DATA EXCERPTS:
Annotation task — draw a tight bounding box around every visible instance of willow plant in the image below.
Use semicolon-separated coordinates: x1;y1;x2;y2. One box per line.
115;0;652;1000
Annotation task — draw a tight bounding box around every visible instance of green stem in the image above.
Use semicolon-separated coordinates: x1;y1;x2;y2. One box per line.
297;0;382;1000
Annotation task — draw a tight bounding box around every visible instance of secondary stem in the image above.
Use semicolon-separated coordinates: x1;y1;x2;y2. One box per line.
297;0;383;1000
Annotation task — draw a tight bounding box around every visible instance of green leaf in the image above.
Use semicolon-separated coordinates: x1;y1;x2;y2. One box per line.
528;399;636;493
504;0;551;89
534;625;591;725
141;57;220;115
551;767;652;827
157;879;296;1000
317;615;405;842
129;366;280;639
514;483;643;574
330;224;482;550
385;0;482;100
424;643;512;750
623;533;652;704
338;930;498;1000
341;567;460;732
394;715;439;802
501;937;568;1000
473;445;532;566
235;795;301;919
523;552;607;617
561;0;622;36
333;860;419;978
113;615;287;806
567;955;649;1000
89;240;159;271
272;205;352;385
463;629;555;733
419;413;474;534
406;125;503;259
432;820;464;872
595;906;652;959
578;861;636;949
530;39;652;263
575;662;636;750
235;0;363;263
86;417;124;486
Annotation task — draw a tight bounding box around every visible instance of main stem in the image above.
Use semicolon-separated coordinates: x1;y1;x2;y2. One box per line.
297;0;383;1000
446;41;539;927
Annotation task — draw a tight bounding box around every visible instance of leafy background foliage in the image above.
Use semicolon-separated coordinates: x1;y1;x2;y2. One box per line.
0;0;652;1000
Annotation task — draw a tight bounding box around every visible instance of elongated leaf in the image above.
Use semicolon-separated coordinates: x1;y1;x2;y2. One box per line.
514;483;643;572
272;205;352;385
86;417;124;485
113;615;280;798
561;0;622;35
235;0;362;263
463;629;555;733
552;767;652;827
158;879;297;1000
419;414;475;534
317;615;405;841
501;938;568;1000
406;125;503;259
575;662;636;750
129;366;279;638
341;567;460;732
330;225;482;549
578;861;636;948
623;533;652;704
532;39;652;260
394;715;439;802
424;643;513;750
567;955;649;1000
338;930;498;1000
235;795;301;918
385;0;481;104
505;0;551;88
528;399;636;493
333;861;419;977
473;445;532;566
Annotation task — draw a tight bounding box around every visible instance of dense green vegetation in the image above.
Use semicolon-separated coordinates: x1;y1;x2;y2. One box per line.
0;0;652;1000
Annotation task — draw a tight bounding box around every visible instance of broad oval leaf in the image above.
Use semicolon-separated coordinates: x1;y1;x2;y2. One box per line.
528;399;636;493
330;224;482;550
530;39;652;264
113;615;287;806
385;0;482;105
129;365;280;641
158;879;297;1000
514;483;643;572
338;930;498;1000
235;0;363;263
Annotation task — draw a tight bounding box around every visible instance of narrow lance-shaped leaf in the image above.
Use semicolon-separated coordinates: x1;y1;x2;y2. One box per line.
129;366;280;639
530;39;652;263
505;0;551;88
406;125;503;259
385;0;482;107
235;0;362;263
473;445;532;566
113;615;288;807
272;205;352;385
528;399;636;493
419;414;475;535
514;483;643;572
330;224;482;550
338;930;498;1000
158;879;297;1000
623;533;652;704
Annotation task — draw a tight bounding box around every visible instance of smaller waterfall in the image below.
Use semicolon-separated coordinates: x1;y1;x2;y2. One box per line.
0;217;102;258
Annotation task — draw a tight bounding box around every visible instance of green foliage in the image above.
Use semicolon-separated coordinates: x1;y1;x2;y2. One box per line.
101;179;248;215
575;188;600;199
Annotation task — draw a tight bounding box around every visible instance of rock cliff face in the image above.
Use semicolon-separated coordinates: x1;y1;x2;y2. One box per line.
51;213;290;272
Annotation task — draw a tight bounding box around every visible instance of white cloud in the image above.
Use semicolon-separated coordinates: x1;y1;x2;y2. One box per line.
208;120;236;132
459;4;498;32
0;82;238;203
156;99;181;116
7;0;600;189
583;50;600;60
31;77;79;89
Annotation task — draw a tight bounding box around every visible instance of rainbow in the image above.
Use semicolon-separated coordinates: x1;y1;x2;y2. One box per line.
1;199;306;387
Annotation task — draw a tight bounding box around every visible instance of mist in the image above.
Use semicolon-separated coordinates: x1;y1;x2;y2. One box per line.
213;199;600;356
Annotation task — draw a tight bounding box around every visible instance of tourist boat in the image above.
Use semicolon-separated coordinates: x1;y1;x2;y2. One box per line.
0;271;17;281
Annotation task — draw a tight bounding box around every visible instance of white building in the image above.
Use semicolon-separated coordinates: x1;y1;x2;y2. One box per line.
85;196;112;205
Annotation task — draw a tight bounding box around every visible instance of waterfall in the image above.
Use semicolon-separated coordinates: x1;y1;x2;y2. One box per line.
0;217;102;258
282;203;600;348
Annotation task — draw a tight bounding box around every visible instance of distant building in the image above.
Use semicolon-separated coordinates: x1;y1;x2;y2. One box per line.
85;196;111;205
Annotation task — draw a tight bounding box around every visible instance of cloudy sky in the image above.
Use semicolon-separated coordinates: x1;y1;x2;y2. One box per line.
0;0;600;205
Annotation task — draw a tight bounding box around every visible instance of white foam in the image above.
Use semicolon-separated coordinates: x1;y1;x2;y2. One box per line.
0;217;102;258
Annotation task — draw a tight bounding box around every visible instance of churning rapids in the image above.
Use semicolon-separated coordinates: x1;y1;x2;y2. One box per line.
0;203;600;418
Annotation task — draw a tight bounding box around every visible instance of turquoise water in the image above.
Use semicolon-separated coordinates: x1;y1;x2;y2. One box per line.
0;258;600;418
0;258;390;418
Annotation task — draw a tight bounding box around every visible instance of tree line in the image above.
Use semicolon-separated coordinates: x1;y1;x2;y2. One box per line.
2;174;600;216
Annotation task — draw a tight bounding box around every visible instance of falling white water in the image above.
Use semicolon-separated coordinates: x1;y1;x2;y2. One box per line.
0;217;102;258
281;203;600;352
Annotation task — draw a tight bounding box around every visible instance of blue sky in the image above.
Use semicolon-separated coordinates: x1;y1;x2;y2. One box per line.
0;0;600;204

---

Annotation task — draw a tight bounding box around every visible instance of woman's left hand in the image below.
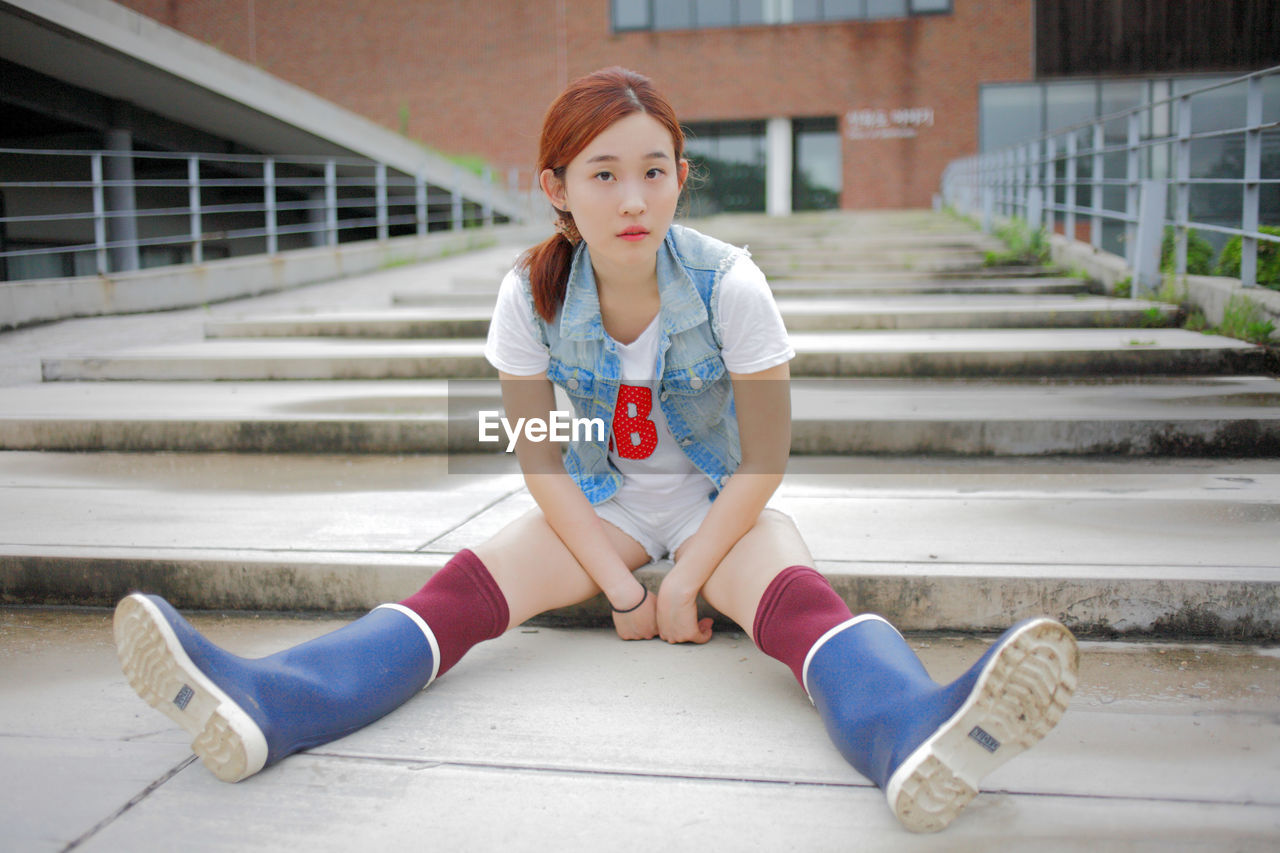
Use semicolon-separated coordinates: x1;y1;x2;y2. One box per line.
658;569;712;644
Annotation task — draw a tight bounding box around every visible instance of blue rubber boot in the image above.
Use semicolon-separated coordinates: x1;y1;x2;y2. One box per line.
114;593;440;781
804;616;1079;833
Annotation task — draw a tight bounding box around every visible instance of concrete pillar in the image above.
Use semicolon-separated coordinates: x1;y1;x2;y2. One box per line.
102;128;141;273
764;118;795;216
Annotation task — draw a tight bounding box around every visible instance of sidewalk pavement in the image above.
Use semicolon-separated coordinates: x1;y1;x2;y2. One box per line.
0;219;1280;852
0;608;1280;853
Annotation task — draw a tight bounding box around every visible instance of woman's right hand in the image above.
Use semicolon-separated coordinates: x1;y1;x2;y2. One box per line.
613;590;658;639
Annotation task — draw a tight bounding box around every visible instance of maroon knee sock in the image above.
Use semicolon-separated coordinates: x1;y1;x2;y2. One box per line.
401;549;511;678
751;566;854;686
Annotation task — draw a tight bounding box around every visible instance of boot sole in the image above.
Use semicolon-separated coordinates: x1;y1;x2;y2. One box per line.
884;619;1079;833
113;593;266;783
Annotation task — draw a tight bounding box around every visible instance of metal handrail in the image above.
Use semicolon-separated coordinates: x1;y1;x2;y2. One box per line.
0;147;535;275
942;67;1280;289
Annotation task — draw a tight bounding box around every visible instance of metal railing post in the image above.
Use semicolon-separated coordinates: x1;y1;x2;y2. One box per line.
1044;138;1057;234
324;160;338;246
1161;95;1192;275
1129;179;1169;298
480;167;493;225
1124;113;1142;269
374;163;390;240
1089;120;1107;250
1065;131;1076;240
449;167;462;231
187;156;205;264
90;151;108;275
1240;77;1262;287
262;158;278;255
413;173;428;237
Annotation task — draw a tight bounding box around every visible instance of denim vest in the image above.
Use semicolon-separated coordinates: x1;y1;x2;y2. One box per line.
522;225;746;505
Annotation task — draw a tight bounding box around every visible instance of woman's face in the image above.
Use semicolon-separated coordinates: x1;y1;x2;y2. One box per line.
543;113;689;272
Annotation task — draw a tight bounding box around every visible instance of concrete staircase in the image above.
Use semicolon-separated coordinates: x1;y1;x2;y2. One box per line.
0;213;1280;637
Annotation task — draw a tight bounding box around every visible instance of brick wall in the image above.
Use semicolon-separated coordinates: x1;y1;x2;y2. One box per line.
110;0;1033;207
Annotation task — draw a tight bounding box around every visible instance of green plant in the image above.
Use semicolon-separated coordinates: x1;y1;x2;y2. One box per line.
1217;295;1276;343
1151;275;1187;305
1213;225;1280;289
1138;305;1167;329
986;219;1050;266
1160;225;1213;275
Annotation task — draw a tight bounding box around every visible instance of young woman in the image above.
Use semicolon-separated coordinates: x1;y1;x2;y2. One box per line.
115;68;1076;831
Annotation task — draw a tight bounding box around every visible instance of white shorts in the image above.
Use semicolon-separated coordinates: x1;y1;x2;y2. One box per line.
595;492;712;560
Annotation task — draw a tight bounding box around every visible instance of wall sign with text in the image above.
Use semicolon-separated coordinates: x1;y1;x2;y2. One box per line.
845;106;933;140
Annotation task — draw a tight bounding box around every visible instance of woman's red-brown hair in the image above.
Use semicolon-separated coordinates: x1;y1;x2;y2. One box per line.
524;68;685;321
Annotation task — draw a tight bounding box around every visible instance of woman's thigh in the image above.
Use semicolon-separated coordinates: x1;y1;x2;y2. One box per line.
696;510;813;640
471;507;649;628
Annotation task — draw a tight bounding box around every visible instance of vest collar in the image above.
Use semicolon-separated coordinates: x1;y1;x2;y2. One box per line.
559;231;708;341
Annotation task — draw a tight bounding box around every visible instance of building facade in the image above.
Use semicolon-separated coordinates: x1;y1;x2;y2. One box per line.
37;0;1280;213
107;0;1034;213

WHAT YOU NEED TO DO:
Turn the material from the line containing "green foliage in the image above." through the line containing "575;188;600;199" into a JSON list of strings, one string per line, with any blank lines dropped and both end lines included.

SOLUTION:
[
  "Annotation task — draw a tight bounding box around every visible instance of green foliage in the image above.",
  "Use semicolon-separated coordinates: x1;y1;x2;y2. One box per line.",
  "101;179;248;215",
  "575;188;600;199"
]